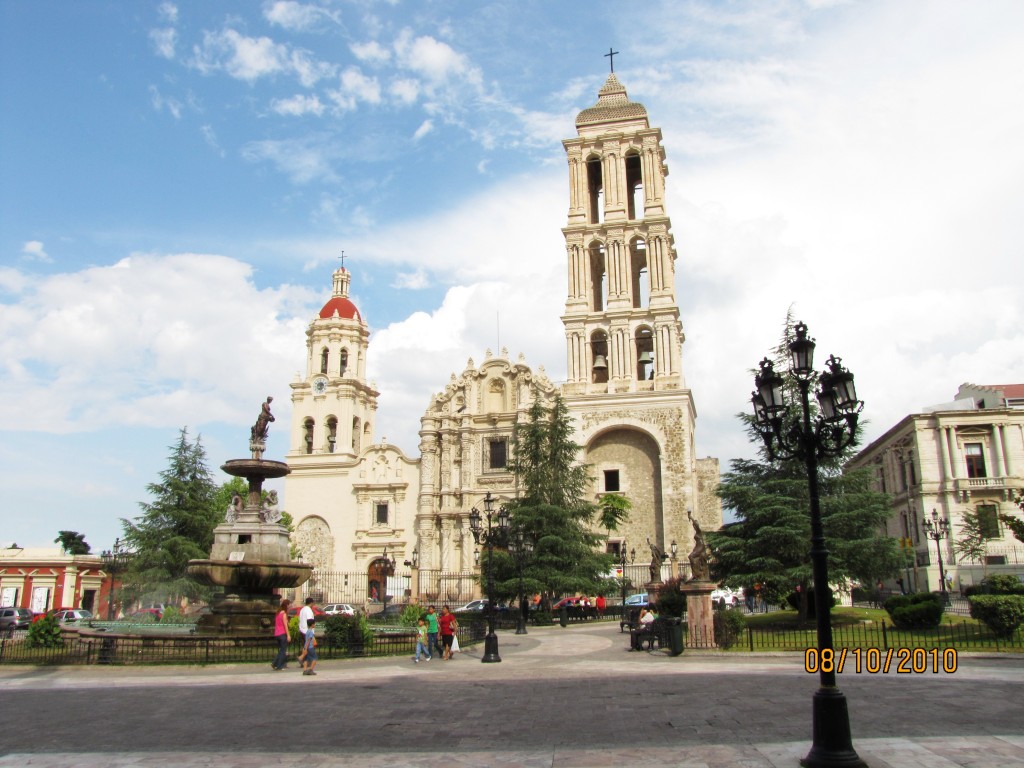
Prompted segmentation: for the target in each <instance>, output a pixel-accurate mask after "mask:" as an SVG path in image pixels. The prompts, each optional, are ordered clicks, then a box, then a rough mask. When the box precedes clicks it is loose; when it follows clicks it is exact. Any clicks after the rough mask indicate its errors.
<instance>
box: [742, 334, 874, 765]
mask: <svg viewBox="0 0 1024 768" xmlns="http://www.w3.org/2000/svg"><path fill="white" fill-rule="evenodd" d="M794 330H795V331H796V334H797V338H796V339H794V341H793V342H791V343H790V355H791V362H790V375H791V376H792V377H793V379H794V380H795V381H796V383H797V387H798V388H799V389H800V408H801V412H800V413H799V414H793V415H791V413H790V411H788V407H787V406H786V403H785V402H784V400H783V396H782V386H783V381H782V377H781V376H780V375H779V374H777V373H776V372H775V368H774V365H773V364H772V361H771V360H770V359H768V358H767V357H765V358H764V359H763V360H761V370H760V372H759V373H758V375H757V376H756V377H755V379H754V382H755V386H756V387H757V391H756V392H754V396H753V398H752V401H753V403H754V416H755V425H756V427H757V429H758V432H760V434H761V437H762V439H764V441H765V446H766V447H767V450H768V456H769V458H771V459H774V458H782V459H799V460H801V461H803V462H804V465H805V466H806V468H807V486H808V492H809V496H810V503H811V552H810V555H811V566H812V570H813V573H814V610H815V616H816V620H817V635H818V654H819V658H821V654H822V653H823V652H824V651H825V650H828V651H831V650H833V637H831V615H830V608H831V606H830V602H831V601H830V600H829V599H828V551H827V550H826V549H825V538H824V532H823V530H822V527H821V507H820V503H819V499H818V460H819V459H822V458H826V457H836V456H841V455H842V454H843V452H844V451H845V450H846V449H847V447H849V446H850V445H852V444H853V441H854V438H855V436H856V432H857V416H858V414H859V413H860V410H861V409H862V408H863V404H864V403H863V402H861V401H860V400H858V399H857V393H856V390H855V389H854V386H853V374H851V373H850V372H849V371H847V370H846V369H845V368H843V365H842V360H841V359H840V358H839V357H836V356H829V357H828V360H827V365H828V370H827V371H824V372H822V373H821V374H820V375H818V374H815V372H814V346H815V344H814V340H813V339H810V338H808V336H807V326H805V325H804V324H803V323H798V324H797V327H796V328H795V329H794ZM815 381H816V382H817V384H818V391H817V392H816V393H815V396H816V397H817V400H818V406H819V409H820V414H819V415H818V416H817V418H816V419H814V421H813V422H812V421H811V406H810V398H809V396H808V395H809V392H810V389H811V386H812V385H813V384H814V383H815ZM826 669H827V670H828V671H827V672H826V671H825V670H826ZM818 675H819V683H820V685H819V687H818V689H817V691H815V693H814V698H813V710H812V711H813V734H814V743H813V744H812V745H811V751H810V752H809V753H808V754H807V757H805V758H804V759H803V760H802V761H800V764H801V765H802V766H807V767H816V766H849V767H851V768H852V767H854V766H866V763H864V761H863V760H861V759H860V757H859V756H858V755H857V753H856V752H855V751H854V749H853V740H852V737H851V735H850V714H849V711H848V709H847V702H846V696H845V695H844V694H843V692H842V691H841V690H840V689H839V686H838V685H837V683H836V668H835V665H826V664H823V663H822V664H819V665H818Z"/></svg>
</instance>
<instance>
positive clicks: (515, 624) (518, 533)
mask: <svg viewBox="0 0 1024 768" xmlns="http://www.w3.org/2000/svg"><path fill="white" fill-rule="evenodd" d="M508 543H509V553H510V554H511V555H512V557H513V558H515V567H516V571H517V572H518V573H519V600H518V602H517V604H516V614H517V615H518V616H519V617H518V618H517V620H516V623H515V634H517V635H526V634H528V633H527V632H526V611H525V608H526V596H525V595H524V594H523V589H522V568H523V566H524V565H525V564H526V559H527V558H528V557H529V556H530V554H531V553H532V552H534V540H532V539H531V538H530V536H529V535H528V534H527V532H526V531H525V530H523V529H522V528H515V529H514V530H513V531H512V532H511V534H510V535H509V538H508Z"/></svg>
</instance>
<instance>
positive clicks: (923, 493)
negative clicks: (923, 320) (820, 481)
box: [850, 384, 1024, 590]
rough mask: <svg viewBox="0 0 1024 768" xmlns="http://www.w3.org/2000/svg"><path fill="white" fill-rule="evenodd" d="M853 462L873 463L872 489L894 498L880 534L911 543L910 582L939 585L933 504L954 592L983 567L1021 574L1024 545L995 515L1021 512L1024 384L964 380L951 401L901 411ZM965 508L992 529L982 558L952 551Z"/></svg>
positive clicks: (972, 582)
mask: <svg viewBox="0 0 1024 768" xmlns="http://www.w3.org/2000/svg"><path fill="white" fill-rule="evenodd" d="M850 466H851V467H852V468H860V467H867V468H869V469H871V470H872V471H873V473H874V478H876V487H877V488H878V489H880V490H883V492H886V493H888V494H890V495H891V496H892V498H893V515H892V517H891V518H890V519H889V521H888V522H887V523H886V531H885V532H886V534H887V535H888V536H892V537H897V538H902V539H906V538H909V539H910V541H911V545H912V549H913V563H914V564H913V566H912V567H910V568H909V571H910V572H909V579H910V584H909V587H911V588H913V589H918V590H938V589H939V588H940V581H939V565H938V552H937V551H936V543H935V541H934V540H931V539H929V538H928V536H927V532H926V530H925V528H924V523H925V521H926V520H931V519H932V512H933V510H934V511H936V512H937V513H938V515H939V517H940V518H941V519H944V520H946V521H948V523H949V527H950V531H951V536H950V537H949V538H947V539H943V540H942V541H941V542H940V544H939V548H938V549H939V551H940V552H941V555H942V563H943V567H944V569H945V571H946V573H947V575H948V577H950V578H951V580H952V585H953V589H954V590H957V589H961V588H962V587H966V586H969V585H971V584H975V583H977V582H980V581H981V579H982V578H983V577H984V575H985V574H986V573H989V574H990V573H1014V574H1024V544H1022V543H1020V542H1018V541H1017V540H1016V539H1015V538H1014V537H1013V534H1012V532H1011V531H1010V530H1009V529H1008V528H1007V527H1006V526H1005V525H1004V524H1002V523H1001V522H999V518H998V516H999V514H1014V513H1017V512H1019V509H1018V508H1017V506H1016V505H1015V504H1014V496H1015V494H1016V493H1020V489H1021V488H1024V384H1013V385H991V386H981V385H976V384H964V385H962V386H961V388H959V390H958V391H957V393H956V398H955V399H954V400H953V401H951V402H947V403H943V404H940V406H934V407H931V408H928V409H925V410H924V412H923V413H920V414H911V415H909V416H907V417H905V418H904V419H902V420H901V421H900V422H899V423H898V424H896V425H895V426H894V427H892V428H891V429H889V430H888V431H887V432H886V433H885V434H883V435H882V436H881V437H879V438H878V439H877V440H874V441H873V442H872V443H871V444H869V445H867V446H866V447H865V449H864V450H863V451H861V452H860V453H859V454H857V456H856V457H855V458H854V459H853V461H852V462H851V463H850ZM965 512H973V513H977V514H978V515H979V516H980V520H981V522H982V525H983V526H984V527H985V529H986V531H987V532H988V535H989V538H988V540H987V554H986V555H985V556H984V557H983V558H982V559H981V560H977V561H971V560H966V561H965V560H961V559H959V558H957V557H956V556H955V555H954V554H953V551H952V543H953V541H955V540H956V539H958V538H961V537H962V531H961V526H962V524H963V515H964V513H965ZM906 578H907V577H906V575H904V579H906ZM947 582H948V580H947Z"/></svg>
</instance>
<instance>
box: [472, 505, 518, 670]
mask: <svg viewBox="0 0 1024 768" xmlns="http://www.w3.org/2000/svg"><path fill="white" fill-rule="evenodd" d="M483 511H484V514H483V515H480V510H478V509H477V508H476V507H473V510H472V511H471V512H470V513H469V527H470V529H471V530H472V531H473V541H475V542H476V543H477V544H483V545H485V546H486V548H487V562H486V563H485V565H486V567H487V634H486V636H485V637H484V638H483V658H481V659H480V660H481V662H483V664H496V663H498V662H501V660H502V657H501V656H500V655H498V635H496V634H495V545H498V546H499V547H504V546H506V545H507V542H508V528H509V511H508V509H506V508H505V507H504V506H502V507H501V508H500V509H499V510H498V511H497V512H495V500H494V499H493V498H492V497H490V492H489V490H488V492H487V495H486V496H485V497H484V499H483ZM484 516H485V517H486V519H487V526H486V528H484V527H483V517H484Z"/></svg>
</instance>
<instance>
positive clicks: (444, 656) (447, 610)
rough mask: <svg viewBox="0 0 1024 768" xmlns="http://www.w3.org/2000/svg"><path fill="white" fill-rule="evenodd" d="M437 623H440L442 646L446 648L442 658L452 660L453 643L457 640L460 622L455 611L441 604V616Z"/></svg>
mask: <svg viewBox="0 0 1024 768" xmlns="http://www.w3.org/2000/svg"><path fill="white" fill-rule="evenodd" d="M437 623H438V624H439V625H440V629H441V646H442V647H443V648H444V652H443V653H442V654H441V658H443V659H444V660H445V662H451V660H452V643H453V641H454V640H455V633H456V631H458V629H459V623H458V622H457V621H456V620H455V613H453V612H452V610H451V608H449V606H446V605H443V606H441V617H440V618H439V620H437Z"/></svg>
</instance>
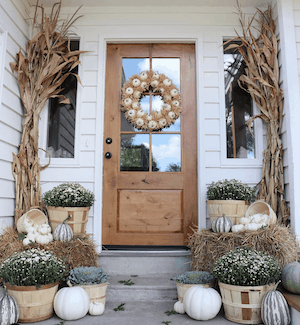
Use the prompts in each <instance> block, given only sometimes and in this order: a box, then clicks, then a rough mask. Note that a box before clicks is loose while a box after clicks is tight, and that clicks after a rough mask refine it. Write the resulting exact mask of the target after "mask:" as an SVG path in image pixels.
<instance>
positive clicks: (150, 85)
mask: <svg viewBox="0 0 300 325" xmlns="http://www.w3.org/2000/svg"><path fill="white" fill-rule="evenodd" d="M150 86H151V87H152V89H153V92H154V93H159V95H160V96H161V97H162V99H163V102H164V104H163V105H162V108H161V110H160V111H152V112H151V114H150V115H149V114H147V113H146V112H145V111H143V110H142V109H141V105H140V100H141V98H142V97H143V93H144V92H145V91H147V90H149V88H150ZM121 104H122V106H123V107H122V110H123V111H125V116H126V119H127V120H128V121H129V122H130V123H132V124H133V125H134V126H135V127H136V128H137V129H139V130H145V131H159V130H162V129H163V128H167V127H169V126H170V125H172V124H174V123H175V121H176V119H178V117H179V116H180V113H181V112H182V108H181V100H180V93H179V90H178V88H177V87H176V86H175V85H174V84H173V83H172V80H171V79H169V78H168V77H167V76H165V75H164V74H162V73H158V72H154V71H152V70H148V71H143V72H141V73H140V74H135V75H133V76H132V77H130V78H129V80H128V81H127V82H126V83H125V85H124V86H123V88H122V102H121Z"/></svg>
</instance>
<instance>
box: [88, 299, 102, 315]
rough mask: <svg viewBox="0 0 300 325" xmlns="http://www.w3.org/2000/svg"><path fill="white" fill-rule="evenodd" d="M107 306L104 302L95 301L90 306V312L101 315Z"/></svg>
mask: <svg viewBox="0 0 300 325" xmlns="http://www.w3.org/2000/svg"><path fill="white" fill-rule="evenodd" d="M104 310H105V306H104V304H103V303H102V302H97V301H93V302H91V303H90V306H89V314H90V315H92V316H100V315H102V314H103V313H104Z"/></svg>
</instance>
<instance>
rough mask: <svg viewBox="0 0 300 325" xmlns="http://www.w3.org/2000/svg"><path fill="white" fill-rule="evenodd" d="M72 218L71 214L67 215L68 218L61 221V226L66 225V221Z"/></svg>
mask: <svg viewBox="0 0 300 325" xmlns="http://www.w3.org/2000/svg"><path fill="white" fill-rule="evenodd" d="M71 218H72V215H71V214H69V215H68V218H66V219H65V220H64V221H63V224H65V223H66V221H68V220H69V219H71Z"/></svg>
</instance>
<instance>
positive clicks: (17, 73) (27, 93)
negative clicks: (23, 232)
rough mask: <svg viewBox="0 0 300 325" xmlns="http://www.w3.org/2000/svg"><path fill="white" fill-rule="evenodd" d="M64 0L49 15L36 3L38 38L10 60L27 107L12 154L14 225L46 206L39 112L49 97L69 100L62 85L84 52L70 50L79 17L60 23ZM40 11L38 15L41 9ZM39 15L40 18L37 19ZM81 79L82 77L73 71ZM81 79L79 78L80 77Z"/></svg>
mask: <svg viewBox="0 0 300 325" xmlns="http://www.w3.org/2000/svg"><path fill="white" fill-rule="evenodd" d="M60 9H61V2H58V3H55V4H54V5H53V7H52V11H51V14H50V15H46V14H45V13H44V8H43V6H40V5H39V4H38V1H37V3H36V10H35V15H34V19H33V28H38V32H37V34H36V35H35V37H34V38H33V39H31V40H29V41H28V42H27V46H26V51H25V52H22V51H21V50H20V51H19V52H18V53H17V55H16V62H11V63H10V67H11V70H12V72H13V73H14V72H15V73H16V76H17V80H18V83H19V89H20V95H21V100H22V104H23V109H24V120H23V128H22V137H21V143H20V146H19V151H18V154H16V155H15V154H14V155H13V165H12V173H13V177H14V179H15V196H16V198H15V224H16V222H17V220H18V219H19V217H20V216H21V215H22V214H23V213H24V212H26V211H28V210H29V209H30V208H33V207H35V208H38V207H39V208H41V209H42V210H43V209H44V205H43V202H42V197H41V188H40V171H41V170H43V169H44V168H46V167H47V166H48V165H49V163H50V157H49V163H48V164H47V165H45V166H41V165H40V162H39V157H38V151H39V148H38V136H39V127H38V123H39V118H40V113H41V111H42V109H43V107H44V106H45V104H46V102H47V100H48V99H50V98H55V97H58V98H60V99H62V102H63V103H68V102H69V100H68V99H67V98H66V97H65V96H63V95H60V92H61V90H62V88H61V85H62V83H63V82H64V80H65V79H66V78H67V77H68V76H69V75H70V74H72V70H73V69H74V68H75V67H76V66H78V64H79V63H80V61H79V54H80V53H82V52H81V51H71V50H70V39H69V34H68V31H69V29H70V27H71V26H72V24H73V23H74V22H75V21H76V20H77V19H78V18H80V17H75V16H76V14H77V11H78V10H79V9H80V8H79V9H78V10H77V11H76V12H75V13H74V15H73V16H72V17H71V18H70V19H67V20H66V21H63V22H59V21H58V19H59V14H60ZM40 11H41V14H40V15H39V12H40ZM38 17H39V18H40V20H39V21H38ZM74 75H75V76H76V77H77V78H78V79H79V77H78V76H77V75H76V74H74ZM79 82H80V80H79Z"/></svg>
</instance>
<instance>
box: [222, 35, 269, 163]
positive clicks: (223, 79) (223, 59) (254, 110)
mask: <svg viewBox="0 0 300 325" xmlns="http://www.w3.org/2000/svg"><path fill="white" fill-rule="evenodd" d="M234 37H236V35H231V36H228V35H227V36H224V35H220V37H219V48H220V52H219V53H220V55H219V67H220V69H219V72H220V75H219V85H220V93H219V94H220V123H221V125H220V131H221V134H220V136H221V166H226V167H230V166H232V167H236V166H239V167H255V166H257V167H259V168H260V167H261V166H262V159H263V154H262V153H263V124H262V121H261V120H260V119H255V120H254V130H255V158H253V159H251V158H227V139H226V121H225V89H224V88H225V87H224V68H223V66H224V51H223V42H224V41H227V40H230V39H232V38H234ZM252 103H253V114H254V115H257V114H259V109H258V107H257V105H256V104H255V102H254V101H253V100H252Z"/></svg>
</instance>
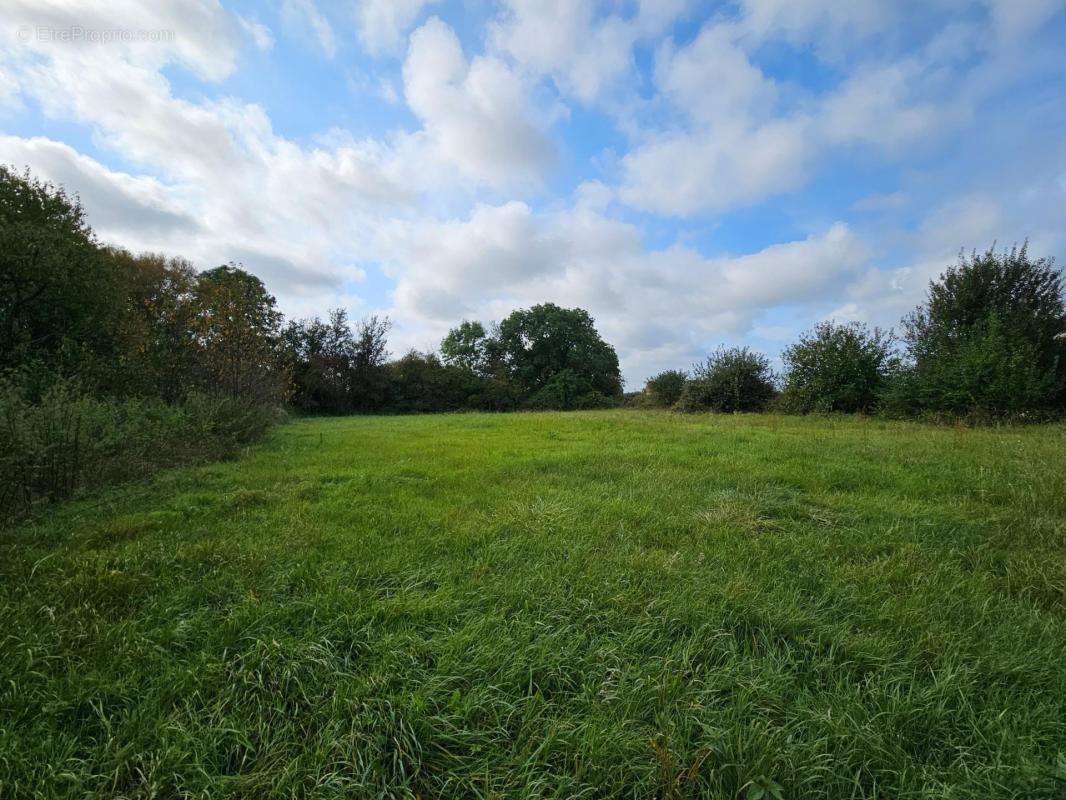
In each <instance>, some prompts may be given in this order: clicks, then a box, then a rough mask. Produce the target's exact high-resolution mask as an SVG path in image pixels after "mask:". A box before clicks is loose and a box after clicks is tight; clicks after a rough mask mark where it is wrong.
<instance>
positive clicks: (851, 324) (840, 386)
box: [781, 322, 894, 413]
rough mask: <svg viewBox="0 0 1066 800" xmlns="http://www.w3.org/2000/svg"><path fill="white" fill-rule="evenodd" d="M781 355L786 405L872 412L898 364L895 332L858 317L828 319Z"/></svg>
mask: <svg viewBox="0 0 1066 800" xmlns="http://www.w3.org/2000/svg"><path fill="white" fill-rule="evenodd" d="M781 359H782V361H784V362H785V389H784V393H782V398H781V399H782V404H784V406H785V407H786V409H788V410H791V411H798V412H845V413H855V412H861V413H867V412H869V411H871V410H873V407H874V406H875V405H876V403H877V400H878V398H879V397H881V395H882V393H883V391H884V389H885V384H886V381H887V378H888V375H889V372H890V371H891V370H892V368H893V365H894V359H893V356H892V336H891V334H890V333H885V332H883V331H881V330H879V329H876V327H875V329H873V330H872V331H871V330H870V329H868V327H867V326H866V325H863V324H860V323H857V322H853V323H850V324H835V323H833V322H822V323H820V324H819V325H815V326H814V329H813V330H812V331H810V332H808V333H807V334H805V335H804V336H803V337H801V339H800V341H797V342H796V343H795V345H792V346H791V347H789V348H788V349H787V350H786V351H785V353H784V354H782V356H781Z"/></svg>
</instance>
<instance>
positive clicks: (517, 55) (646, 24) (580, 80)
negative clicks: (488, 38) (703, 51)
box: [489, 0, 687, 103]
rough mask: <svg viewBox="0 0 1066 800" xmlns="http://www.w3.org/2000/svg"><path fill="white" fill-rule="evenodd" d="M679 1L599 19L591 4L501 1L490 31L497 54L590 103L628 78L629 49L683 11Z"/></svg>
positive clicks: (629, 75) (644, 3) (655, 33)
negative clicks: (504, 55) (494, 21)
mask: <svg viewBox="0 0 1066 800" xmlns="http://www.w3.org/2000/svg"><path fill="white" fill-rule="evenodd" d="M685 5H687V3H685V2H684V0H656V1H652V2H641V3H640V4H639V6H637V10H636V13H635V14H634V15H632V16H631V17H628V18H623V17H620V16H617V15H607V16H598V15H597V7H596V3H595V2H593V0H550V1H548V0H505V2H504V10H503V13H502V14H501V15H500V17H499V19H497V20H496V21H495V22H494V23H492V25H491V26H490V27H489V38H490V41H491V43H492V45H494V46H495V47H496V48H497V49H499V50H500V51H501V52H505V53H507V54H508V55H511V57H512V58H514V59H515V60H516V61H518V62H519V63H520V64H522V65H524V66H526V67H528V68H530V69H533V70H535V71H536V73H539V74H542V75H548V76H551V77H552V78H553V79H554V81H555V83H556V84H558V85H559V87H560V90H561V91H563V92H564V93H566V94H569V95H572V96H575V97H577V98H578V99H579V100H580V101H582V102H585V103H591V102H593V101H595V100H596V99H598V98H599V97H600V96H601V95H602V94H603V93H604V92H607V91H609V90H610V89H611V87H612V86H613V85H614V84H616V83H618V82H619V81H623V80H624V79H630V78H631V73H632V67H633V57H632V49H633V47H634V45H635V44H636V43H637V42H640V41H641V39H644V38H647V37H650V36H655V35H657V34H659V33H661V32H662V31H663V30H664V29H665V28H666V27H667V26H668V25H669V23H671V22H673V21H674V19H676V18H677V16H678V15H679V14H680V13H681V12H682V11H683V9H684V6H685Z"/></svg>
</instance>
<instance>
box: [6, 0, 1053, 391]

----------------

TRY IT
The answer must be all the lines above that hold the word "loose".

ANSWER TO THE EXERCISE
Prompted segmentation: for the target in each <instance>, output a pixel-accurate mask after "mask:" as an SVG path in image pixels. The prompts, each optional, are ordered clicks, then a box, then a rough mask. When the box precedes clicks it is loose; when it follows clicks it is exact. Any clicks after the rough mask indicate its errors.
Use the prompts in each <instance> block, given only sometimes and in this order: a box, then clicks, then a rough mask. Note that a box before clicks is loose while a box after clicks is tight, and that clicks after a rough mask refine it. Write the resulting exact mask of the target after "mask:" as an SVG path in image pixels.
In each <instance>, some prompts may be given in this order: clicks, then a box, then a rough mask. Produce the target's exact high-resolution mask as an SVG path in image pixels after "mask:". A box before clicks is loose and a box after clicks is tight; clicks after a rough mask mark where it is wrong.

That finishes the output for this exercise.